What you need to do :: Print every line of the listing below, starting with the line that holds "Where is each instance of the corrugated" and going on through the line that holds "Where is each instance of the person standing", both included, and print nothing else.

Supplied records ::

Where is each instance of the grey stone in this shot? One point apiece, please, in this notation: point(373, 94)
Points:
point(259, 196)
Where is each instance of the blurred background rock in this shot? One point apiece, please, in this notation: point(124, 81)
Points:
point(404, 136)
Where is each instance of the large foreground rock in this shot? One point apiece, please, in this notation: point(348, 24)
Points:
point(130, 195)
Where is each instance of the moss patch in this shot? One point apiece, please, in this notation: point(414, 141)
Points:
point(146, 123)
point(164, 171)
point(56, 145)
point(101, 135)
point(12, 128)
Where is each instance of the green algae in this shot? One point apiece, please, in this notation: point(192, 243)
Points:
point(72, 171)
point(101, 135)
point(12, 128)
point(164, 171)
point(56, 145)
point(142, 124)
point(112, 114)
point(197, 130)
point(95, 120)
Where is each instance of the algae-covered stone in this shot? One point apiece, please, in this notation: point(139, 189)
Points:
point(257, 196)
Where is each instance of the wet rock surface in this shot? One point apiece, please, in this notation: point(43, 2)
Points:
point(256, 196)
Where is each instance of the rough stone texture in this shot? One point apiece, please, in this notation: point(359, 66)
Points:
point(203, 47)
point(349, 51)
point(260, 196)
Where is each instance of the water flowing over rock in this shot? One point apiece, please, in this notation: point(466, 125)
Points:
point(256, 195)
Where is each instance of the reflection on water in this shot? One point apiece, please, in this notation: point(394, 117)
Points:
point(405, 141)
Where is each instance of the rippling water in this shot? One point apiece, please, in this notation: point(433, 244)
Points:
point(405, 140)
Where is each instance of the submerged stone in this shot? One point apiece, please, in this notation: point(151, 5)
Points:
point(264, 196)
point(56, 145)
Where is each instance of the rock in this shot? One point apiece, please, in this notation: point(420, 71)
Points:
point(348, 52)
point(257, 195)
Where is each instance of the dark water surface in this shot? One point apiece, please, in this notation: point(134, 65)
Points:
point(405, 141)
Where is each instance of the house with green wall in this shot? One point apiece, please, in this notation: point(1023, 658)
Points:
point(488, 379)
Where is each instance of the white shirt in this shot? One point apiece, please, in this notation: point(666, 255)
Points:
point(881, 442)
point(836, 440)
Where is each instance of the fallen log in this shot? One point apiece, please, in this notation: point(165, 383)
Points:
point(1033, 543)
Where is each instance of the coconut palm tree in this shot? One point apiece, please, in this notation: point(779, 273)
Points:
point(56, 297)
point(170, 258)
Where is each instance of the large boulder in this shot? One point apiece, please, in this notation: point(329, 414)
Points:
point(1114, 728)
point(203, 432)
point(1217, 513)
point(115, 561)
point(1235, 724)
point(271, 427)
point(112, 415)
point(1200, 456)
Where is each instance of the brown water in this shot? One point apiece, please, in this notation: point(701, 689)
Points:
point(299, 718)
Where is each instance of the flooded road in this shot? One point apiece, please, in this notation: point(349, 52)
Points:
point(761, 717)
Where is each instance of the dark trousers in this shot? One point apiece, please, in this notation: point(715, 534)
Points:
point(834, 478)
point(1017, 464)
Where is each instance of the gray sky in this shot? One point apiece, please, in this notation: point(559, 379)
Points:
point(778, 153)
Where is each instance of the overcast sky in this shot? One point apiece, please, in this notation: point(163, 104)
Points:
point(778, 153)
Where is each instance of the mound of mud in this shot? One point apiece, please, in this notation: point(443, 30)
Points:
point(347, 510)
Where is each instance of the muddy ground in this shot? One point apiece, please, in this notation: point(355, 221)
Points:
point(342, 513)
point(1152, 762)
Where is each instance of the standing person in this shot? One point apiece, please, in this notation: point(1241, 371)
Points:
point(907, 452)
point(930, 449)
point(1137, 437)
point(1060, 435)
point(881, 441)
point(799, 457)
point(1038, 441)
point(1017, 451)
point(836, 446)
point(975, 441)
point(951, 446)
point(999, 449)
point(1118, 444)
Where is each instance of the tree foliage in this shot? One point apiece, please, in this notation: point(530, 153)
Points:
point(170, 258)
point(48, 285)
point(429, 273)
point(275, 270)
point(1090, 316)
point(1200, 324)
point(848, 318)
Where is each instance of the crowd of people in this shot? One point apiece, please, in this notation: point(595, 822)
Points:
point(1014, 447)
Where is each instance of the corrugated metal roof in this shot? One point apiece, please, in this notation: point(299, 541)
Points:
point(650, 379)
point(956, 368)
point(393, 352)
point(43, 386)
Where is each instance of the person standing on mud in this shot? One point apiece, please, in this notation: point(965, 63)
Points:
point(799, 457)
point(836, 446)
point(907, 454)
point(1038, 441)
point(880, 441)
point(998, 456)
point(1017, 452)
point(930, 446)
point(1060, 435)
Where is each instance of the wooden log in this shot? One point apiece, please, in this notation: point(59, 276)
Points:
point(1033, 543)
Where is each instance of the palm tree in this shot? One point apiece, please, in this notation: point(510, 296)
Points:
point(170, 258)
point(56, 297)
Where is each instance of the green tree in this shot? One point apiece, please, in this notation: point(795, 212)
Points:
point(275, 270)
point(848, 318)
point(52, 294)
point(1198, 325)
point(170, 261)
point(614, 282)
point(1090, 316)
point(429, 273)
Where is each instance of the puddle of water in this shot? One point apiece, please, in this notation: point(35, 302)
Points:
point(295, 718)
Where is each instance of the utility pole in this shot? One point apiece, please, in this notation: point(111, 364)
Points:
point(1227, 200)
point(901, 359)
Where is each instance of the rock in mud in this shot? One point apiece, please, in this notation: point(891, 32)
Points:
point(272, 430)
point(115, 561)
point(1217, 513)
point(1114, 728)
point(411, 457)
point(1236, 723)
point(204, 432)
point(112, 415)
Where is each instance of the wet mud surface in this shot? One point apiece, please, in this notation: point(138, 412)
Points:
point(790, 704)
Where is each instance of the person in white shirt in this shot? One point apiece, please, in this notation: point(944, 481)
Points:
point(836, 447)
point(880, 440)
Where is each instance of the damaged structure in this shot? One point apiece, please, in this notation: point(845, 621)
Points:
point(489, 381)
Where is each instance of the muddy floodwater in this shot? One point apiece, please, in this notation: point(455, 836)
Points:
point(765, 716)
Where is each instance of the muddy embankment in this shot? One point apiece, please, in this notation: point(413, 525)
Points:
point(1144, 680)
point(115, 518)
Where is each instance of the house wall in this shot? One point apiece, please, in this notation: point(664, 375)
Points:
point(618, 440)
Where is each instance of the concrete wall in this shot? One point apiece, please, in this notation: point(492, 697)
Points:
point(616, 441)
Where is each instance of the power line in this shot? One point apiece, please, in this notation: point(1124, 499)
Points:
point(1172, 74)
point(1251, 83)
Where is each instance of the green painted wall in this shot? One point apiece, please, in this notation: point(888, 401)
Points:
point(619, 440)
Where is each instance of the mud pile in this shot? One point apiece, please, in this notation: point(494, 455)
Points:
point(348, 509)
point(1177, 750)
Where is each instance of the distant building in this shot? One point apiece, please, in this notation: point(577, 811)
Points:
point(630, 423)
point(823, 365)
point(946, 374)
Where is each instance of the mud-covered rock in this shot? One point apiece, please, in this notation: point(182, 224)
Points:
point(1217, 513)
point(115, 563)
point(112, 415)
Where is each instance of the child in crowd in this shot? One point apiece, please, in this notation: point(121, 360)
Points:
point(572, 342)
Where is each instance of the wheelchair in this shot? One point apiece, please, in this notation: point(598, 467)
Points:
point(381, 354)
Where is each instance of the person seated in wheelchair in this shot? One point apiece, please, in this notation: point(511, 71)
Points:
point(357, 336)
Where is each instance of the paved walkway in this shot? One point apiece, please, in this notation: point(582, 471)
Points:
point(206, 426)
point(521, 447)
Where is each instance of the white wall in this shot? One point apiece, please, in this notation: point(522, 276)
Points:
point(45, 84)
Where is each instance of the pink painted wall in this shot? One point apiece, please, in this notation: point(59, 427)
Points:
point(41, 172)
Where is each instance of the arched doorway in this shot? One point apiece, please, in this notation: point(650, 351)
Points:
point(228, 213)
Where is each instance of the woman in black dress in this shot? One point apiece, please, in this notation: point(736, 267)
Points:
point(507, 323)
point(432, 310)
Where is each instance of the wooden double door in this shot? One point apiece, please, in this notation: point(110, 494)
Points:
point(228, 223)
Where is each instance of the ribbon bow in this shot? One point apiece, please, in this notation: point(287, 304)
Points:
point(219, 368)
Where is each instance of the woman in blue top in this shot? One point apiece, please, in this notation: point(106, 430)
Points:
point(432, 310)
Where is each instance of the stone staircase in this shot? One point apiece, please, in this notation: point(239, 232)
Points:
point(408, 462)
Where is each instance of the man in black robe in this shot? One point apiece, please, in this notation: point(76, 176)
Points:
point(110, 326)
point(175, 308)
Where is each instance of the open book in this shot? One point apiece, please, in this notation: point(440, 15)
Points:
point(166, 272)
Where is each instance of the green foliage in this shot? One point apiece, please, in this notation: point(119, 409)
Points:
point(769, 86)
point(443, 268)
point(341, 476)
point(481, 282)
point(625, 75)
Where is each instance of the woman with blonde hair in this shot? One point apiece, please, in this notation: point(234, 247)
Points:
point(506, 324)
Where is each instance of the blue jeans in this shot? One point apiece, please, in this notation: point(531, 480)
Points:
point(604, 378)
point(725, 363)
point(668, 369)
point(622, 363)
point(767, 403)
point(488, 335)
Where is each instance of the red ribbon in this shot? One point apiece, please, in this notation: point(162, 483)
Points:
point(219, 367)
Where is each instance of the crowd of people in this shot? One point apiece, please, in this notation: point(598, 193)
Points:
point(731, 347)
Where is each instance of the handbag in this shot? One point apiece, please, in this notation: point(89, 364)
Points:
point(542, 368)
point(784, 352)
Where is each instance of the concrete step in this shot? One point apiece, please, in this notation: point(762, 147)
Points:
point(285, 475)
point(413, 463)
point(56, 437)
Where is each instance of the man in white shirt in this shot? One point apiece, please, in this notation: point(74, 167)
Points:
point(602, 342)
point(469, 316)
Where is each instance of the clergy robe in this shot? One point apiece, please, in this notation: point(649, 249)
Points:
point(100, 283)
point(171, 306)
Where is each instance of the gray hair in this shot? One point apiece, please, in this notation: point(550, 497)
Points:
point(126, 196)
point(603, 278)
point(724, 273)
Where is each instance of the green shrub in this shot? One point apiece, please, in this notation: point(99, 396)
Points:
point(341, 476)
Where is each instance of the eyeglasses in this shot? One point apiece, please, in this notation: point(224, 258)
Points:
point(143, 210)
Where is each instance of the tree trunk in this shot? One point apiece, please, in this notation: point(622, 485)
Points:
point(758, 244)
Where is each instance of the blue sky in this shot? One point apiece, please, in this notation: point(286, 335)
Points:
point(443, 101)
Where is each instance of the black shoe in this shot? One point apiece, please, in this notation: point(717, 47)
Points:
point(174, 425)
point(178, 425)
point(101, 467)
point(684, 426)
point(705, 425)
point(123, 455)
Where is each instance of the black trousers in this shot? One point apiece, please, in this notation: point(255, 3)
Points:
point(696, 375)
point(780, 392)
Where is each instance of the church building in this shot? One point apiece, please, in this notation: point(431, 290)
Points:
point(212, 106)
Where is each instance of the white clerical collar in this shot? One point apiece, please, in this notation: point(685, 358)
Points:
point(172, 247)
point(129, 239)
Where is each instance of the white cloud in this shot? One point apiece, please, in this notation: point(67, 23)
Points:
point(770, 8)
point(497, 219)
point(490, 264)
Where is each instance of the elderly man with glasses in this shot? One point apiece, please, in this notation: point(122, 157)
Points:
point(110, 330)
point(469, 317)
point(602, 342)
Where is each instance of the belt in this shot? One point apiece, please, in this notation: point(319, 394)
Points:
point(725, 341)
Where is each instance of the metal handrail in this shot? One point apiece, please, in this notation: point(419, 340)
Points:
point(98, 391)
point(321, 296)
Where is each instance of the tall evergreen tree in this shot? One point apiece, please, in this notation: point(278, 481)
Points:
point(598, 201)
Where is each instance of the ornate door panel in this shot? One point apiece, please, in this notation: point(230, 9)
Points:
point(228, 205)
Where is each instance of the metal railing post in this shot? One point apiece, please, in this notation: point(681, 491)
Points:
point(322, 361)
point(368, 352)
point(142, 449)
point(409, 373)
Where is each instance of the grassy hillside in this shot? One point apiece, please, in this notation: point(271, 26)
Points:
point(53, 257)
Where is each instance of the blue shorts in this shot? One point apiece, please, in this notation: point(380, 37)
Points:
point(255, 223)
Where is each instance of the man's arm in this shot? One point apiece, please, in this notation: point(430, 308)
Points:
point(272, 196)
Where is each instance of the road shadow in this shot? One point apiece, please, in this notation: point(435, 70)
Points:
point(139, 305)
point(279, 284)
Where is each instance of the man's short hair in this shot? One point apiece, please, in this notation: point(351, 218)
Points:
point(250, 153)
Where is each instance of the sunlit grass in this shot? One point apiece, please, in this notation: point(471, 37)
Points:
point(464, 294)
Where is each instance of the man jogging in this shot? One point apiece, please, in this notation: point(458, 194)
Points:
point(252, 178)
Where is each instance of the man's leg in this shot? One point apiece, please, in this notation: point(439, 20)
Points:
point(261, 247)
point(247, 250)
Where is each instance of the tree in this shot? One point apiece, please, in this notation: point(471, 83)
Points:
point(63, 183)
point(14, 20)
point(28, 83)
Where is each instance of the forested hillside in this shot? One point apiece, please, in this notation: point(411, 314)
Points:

Answer to this exercise ::
Where is each instance of the corrugated metal roof in this shot? One point apiece, please, in this notation: point(299, 541)
Points:
point(650, 379)
point(956, 368)
point(393, 352)
point(43, 386)
Where is each instance of the person standing on mud in this shot? One point apiece, please, in this notation: point(965, 63)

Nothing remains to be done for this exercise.